取り組む課題:
1 – 弟子との関係を語った抜粋で、語り手が林家正蔵に入門したのは何歳の時ですか？
2 – 弟子との関係を語った抜粋のうち、「今度、弟子の三遊亭ぽん太が『」から「かない。それも思っています。」までを、両端も含めて一字一句そのまま書き写してください。
3 – 弟子と師匠について語った抜粋を、その最後の文の後から続けて書いてください。

抜粋本文:
ウチの母ちゃん(妻・とみ子さん)が4年前に亡くなったんですけど、ずっと言われてました。

「お父さん、弟子と思って取っちゃダメよ。本当の息子だと思って育てなさい。大事なお子さんを預かるわけなんだから、それくらい思わないとダメですよ」って。

今ね、弟子が10人。孫弟子なんかも含めると18人の大所帯になってるんですけど、みんな家族です。本当に家族なんです。結婚したら、奥さんも家族。それはみんなに同じように言っています。

今度、弟子の三遊亭ぽん太が『新婚さんいらっしゃい!』(9月8日放送、ABCテレビ)に夫婦で出してもらうことになったんです。私もいつも見ている番組だし、いい話じゃないかと喜んでいたら、いつの間にか、私も付き添いじゃないけど出ることになっていて。(笑)

息子のことですから、それで役に立つなら何でもするよということなんですけど、そういう話を弟子がもらうこと自体、本当にうれしい話ですからね。

…なんてエラそうな話をしてますけど、私自身がもうメチャメチャな弟子だったんでね。(笑)

自分がやらないわけにはいかない

19歳で林家正蔵に入門した時、師匠は69歳でした。孫に近い年齢でしたからね。とんだ若造ですよ。そして、自慢じゃないですけど「破門だ!」って言われたのが23回。それでも、辞めさせないでいてくれた師匠の大きさで、今があるんです。

自分がそうしてもらったんだから、私も弟子を簡単に辞めさせたりはしない。自分も大事にしてもらったんだから、自分がやらないわけにはいかない。それも思っています。

23回の失敗、私はね、全部お酒です。飲んでのことです。そんな中で兄弟子が師匠との間をとりなしてくれて、謝ってもくれました。そこで兄弟子から言われたことが本当に大きかったんですよね。

「酒を飲むなとは言わない。飲んでもいいけどな、気を遣え」。これはね、目が覚めました。

酒をやめなくてもいいうれしさもありましたけど(笑)、あ、そうかと。酔っぱらってギャーギャー騒いだらいいというものではない。周りの人に気遣いをする。そういう場なんだ。自分が楽しむというよりも、人に楽しんでもらう。そういう風に頭を切り替えて、いろいろと変わっていった気がします。

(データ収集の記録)

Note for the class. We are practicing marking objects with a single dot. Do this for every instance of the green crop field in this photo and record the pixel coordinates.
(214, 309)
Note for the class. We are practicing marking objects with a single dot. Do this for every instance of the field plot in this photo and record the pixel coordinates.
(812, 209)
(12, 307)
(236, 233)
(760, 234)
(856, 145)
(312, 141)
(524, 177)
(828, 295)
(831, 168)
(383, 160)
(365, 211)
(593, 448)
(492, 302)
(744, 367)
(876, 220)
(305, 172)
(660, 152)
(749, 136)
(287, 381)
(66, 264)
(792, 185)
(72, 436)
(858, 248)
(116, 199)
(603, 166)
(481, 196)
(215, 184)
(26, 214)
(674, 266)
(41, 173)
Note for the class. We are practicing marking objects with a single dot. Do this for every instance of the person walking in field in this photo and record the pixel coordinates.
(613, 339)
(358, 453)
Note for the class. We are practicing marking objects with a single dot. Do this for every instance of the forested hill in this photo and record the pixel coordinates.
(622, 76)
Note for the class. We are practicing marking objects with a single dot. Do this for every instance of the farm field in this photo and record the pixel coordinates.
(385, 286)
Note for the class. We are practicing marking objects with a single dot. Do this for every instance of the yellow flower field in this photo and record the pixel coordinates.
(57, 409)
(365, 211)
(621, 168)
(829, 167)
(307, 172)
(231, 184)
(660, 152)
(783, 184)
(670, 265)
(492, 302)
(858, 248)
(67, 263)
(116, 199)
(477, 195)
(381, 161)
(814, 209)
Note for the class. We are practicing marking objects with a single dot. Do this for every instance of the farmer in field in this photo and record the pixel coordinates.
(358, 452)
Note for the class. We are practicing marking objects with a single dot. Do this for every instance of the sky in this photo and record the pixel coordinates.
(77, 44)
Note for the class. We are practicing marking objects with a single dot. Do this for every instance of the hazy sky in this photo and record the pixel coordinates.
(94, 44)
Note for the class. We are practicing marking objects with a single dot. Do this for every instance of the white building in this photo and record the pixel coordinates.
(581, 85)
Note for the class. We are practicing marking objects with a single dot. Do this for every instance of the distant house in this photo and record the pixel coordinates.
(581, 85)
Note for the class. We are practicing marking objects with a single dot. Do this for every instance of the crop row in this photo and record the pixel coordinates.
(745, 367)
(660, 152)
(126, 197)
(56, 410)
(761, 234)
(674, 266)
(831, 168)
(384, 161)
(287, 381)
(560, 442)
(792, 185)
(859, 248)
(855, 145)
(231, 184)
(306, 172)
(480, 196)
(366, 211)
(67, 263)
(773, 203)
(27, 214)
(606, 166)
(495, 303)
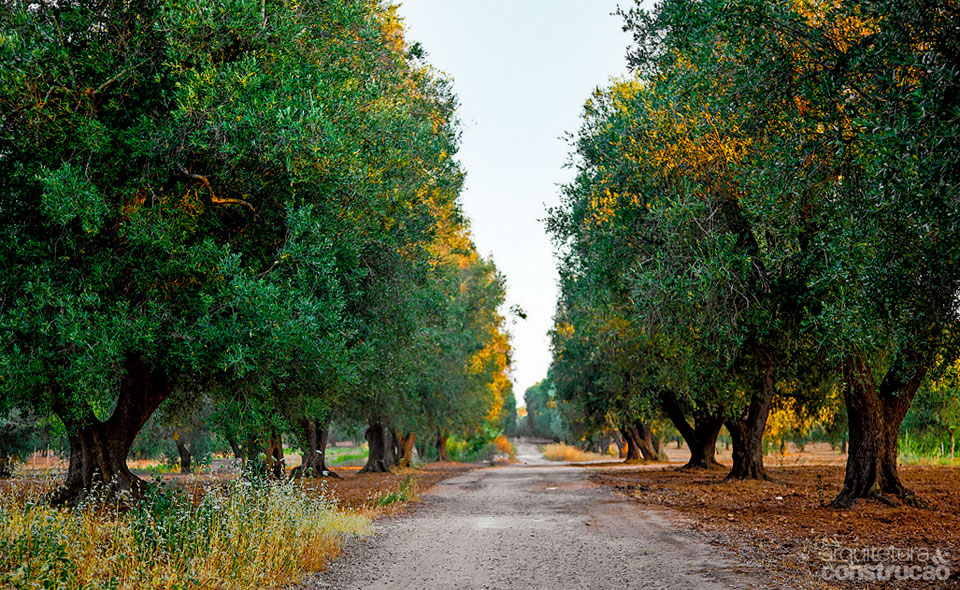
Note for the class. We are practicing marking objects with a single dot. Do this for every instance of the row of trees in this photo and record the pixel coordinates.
(769, 207)
(246, 211)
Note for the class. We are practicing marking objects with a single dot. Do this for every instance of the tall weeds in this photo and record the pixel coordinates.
(238, 534)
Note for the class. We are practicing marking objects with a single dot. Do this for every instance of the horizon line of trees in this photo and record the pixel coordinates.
(767, 209)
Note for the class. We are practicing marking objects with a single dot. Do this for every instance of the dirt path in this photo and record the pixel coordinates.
(533, 526)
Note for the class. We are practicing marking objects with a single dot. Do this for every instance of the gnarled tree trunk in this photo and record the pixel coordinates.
(747, 430)
(874, 414)
(98, 450)
(701, 438)
(639, 439)
(314, 439)
(275, 462)
(380, 443)
(441, 445)
(185, 456)
(235, 446)
(406, 443)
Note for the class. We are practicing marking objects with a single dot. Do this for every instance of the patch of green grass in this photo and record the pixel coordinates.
(346, 456)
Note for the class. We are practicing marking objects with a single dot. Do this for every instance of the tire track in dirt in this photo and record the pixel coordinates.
(530, 526)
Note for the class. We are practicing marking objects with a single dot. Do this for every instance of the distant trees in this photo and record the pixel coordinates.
(770, 208)
(244, 204)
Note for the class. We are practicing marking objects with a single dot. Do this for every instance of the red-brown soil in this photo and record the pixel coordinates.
(783, 527)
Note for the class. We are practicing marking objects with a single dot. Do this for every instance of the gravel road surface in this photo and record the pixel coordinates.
(529, 526)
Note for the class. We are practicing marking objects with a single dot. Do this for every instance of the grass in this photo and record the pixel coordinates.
(238, 534)
(407, 492)
(505, 446)
(346, 456)
(562, 452)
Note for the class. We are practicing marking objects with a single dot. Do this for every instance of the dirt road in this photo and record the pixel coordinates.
(530, 526)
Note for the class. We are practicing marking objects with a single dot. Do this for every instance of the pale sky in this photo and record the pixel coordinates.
(522, 70)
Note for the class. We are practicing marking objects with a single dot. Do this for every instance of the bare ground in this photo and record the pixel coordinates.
(532, 525)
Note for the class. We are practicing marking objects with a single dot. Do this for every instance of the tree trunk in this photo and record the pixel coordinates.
(747, 430)
(874, 415)
(700, 438)
(621, 443)
(98, 450)
(235, 446)
(184, 456)
(639, 442)
(276, 464)
(314, 438)
(377, 436)
(660, 447)
(441, 445)
(406, 442)
(394, 447)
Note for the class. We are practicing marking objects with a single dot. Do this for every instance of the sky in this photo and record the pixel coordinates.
(522, 70)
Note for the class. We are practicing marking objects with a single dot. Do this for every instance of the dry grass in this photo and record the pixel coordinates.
(562, 452)
(238, 534)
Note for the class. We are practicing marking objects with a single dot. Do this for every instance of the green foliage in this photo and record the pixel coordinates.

回答:
1 – 19歳の時です。

2 –
今度、弟子の三遊亭ぽん太が『新婚さんいらっしゃい!』(9月8日放送、ABCテレビ)に夫婦で出してもらうことになったんです。私もいつも見ている番組だし、いい話じゃないかと喜んでいたら、いつの間にか、私も付き添いじゃないけど出ることになっていて。(笑)

息子のことですから、それで役に立つなら何でもするよということなんですけど、そういう話を弟子がもらうこと自体、本当にうれしい話ですからね。

…なんてエラそうな話をしてますけど、私自身がもうメチャメチャな弟子だったんでね。(笑)

自分がやらないわけにはいかない

19歳で林家正蔵に入門した時、師匠は69歳でした。孫に近い年齢でしたからね。とんだ若造ですよ。そして、自慢じゃないですけど「破門だ!」って言われたのが23回。それでも、辞めさせないでいてくれた師匠の大きさで、今があるんです。

自分がそうしてもらったんだから、私も弟子を簡単に辞めさせたりはしない。自分も大事にしてもらったんだから、自分がやらないわけにはいかない。それも思っています。

3 –
「後の喧嘩は先にしろ」

主役は自分じゃなくて、人様なんだと。そう思うようになったのが噺家になって3年ほど経った22歳の頃でした。今から考えたら当たり前のことなんですけど、そんなことにも気づいてなかったんですね。

ただ、そう頭を切り替えたのが良かったのか、当時の名人上手、売れっ子に可愛がられました。それこそ、当時は(桂)文楽、(古今亭)志ん生がいらっしゃって、落語の本当にいい時代でした。私自身(三遊亭)圓生、(林家)正蔵、(柳家)小さん、(林家)三平、(三遊亭)圓歌、(古今亭)志ん朝、(立川)談志、(月の家)圓鏡、(三遊亭)圓楽、みなさんにかわいがってもらいました。本当に、ありがたいことです。

師匠の正蔵の言葉で「後の喧嘩は先にしろ」ということを若い頃に聞いて、今も本当にそうだなと噛みしめています。

何かあった時に「またいつか良いタイミングで」なんて先送りにすると、どちらにとっても良くない。その間ずっと気が重いし、関係も悪くなる。何かあったら、そこで謝るなり、しっかり話をするなりしないと誰も得をしない。

『笑点』で五代目圓楽が司会をやっていた時、ダメ出しというか、番組の後に私を叱ってくれるんです。そうなると、その後の師匠の仕事を聞いて、そこについて行くんです。お供をさせてもらって、しっかり謝って、その日をしっかりと終わらせる。そうすると、翌日、師匠の顔がスッキリしてるんです。

こっちは怒ってもらってありがたいことでもあるんですけど、師匠だって怒りたくて怒っているんじゃないところも多々ある。そして、怒ると「あれで良かったのかな」とかいろいろ考えもするわけです。それを引きずると、師匠につらい思いをさせてしまう。だったら、すぐに謝って、行動で示して、流れにケリをつける。これは、ずっと実践してきました。

弟子、孫弟子、全員に売れてもらいたい

逆に、私が弟子に言う言葉。そうですね、あんまりアレコレは言いませんけど、私たちが普段出してもらう寄席は、お客さまも我々も同じトイレを使う形になっているんです。そこが汚れていたら、自分たちの恥。なので、誰もいない時にきれいにしておきなさいとは言っています。

特に道具がなくても、全部手でやってキレイにしたらいい。汚いものが手についても、そんなもん、洗えばいいんだから。そして、大切なことは「自分がやった」って絶対に言っちゃダメ。知らん顔しといて、お客さまが気持ちよくトイレを使ってくれていたら、自分だけが喜べばいい。言ったら、やったことが消えちゃうよ。それは言ってます。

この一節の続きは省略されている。